** start **

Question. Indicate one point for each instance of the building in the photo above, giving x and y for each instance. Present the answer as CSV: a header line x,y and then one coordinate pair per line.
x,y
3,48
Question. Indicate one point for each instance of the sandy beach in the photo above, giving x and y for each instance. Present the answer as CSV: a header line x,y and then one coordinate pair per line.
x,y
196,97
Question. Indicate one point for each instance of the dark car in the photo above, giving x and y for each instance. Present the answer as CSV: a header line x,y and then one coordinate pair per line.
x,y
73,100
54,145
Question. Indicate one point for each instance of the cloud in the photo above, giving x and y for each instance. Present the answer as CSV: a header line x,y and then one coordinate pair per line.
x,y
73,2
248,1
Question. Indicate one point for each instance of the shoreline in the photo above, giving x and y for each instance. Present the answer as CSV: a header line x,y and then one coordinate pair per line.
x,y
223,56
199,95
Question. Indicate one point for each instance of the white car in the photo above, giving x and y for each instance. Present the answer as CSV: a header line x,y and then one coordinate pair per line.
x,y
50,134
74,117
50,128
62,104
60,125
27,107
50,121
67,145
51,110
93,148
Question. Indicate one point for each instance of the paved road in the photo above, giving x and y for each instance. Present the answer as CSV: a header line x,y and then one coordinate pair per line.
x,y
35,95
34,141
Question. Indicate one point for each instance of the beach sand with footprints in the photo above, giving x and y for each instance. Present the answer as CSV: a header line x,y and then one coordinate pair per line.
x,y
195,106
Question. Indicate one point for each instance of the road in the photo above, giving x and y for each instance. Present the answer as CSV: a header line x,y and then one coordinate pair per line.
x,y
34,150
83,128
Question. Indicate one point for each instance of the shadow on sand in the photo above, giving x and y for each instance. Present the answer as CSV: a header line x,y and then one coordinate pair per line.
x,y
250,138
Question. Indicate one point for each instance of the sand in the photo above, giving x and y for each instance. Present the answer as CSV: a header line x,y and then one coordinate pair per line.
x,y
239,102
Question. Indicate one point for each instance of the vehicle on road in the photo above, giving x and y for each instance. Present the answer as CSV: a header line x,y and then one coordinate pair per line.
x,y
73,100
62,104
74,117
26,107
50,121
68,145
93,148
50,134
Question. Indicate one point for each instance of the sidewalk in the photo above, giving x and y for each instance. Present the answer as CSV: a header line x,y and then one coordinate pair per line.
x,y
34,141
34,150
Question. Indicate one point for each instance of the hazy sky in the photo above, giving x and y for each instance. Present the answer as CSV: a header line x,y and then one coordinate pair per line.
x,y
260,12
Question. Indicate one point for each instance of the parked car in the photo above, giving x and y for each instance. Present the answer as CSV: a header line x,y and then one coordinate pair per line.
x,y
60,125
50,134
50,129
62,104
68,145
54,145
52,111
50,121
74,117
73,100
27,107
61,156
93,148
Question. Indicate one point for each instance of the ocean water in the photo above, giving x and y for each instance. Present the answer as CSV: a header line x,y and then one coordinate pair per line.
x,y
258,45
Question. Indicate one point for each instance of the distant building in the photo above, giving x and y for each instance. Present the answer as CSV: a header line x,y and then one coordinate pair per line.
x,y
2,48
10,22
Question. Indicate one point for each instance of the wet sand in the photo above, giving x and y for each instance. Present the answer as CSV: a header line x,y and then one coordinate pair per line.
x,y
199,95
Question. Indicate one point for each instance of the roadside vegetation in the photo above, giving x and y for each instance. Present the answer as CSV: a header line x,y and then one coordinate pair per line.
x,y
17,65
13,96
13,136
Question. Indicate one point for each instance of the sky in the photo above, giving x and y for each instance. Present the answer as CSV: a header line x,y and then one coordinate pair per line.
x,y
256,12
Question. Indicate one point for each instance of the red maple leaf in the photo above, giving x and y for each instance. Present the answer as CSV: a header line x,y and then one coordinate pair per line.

** end **

# What is needed
Copy out everything from the line containing "Question. Indicate one point for each instance of the distant" down through the last of the items, requests included, and offset every coordinate in the answers by -131.

# Solution for this problem
Question. Indicate one point for each instance of the distant building in the photo above, giving x and y for each instance. Present the answer as CSV: a header line x,y and then one coordinate pair per line.
x,y
-129,-83
-121,-109
Question. Indicate one point for each instance of the wet sand in the photo above, giving x and y for each instance. Present the answer as CSV: a header line x,y and then one coordinate pair per line.
x,y
68,-36
Question. Indicate one point for each instance of the roadside vegetation in the photo above, giving x and y for each instance. Present the answer as CSV: a header line x,y and then one coordinate pair per line.
x,y
-114,-66
-118,-35
-118,5
Question. Indicate one point for each instance of the sky in the photo above, giving x and y for each instance. Present the answer as CSV: a header line x,y and then one coordinate pair per line.
x,y
125,-119
Question. Indicate one point for each instance of the red maple leaf in the photo above, giving x and y for each instance. Present the answer as CSV: a header line x,y and then one coordinate pair per line.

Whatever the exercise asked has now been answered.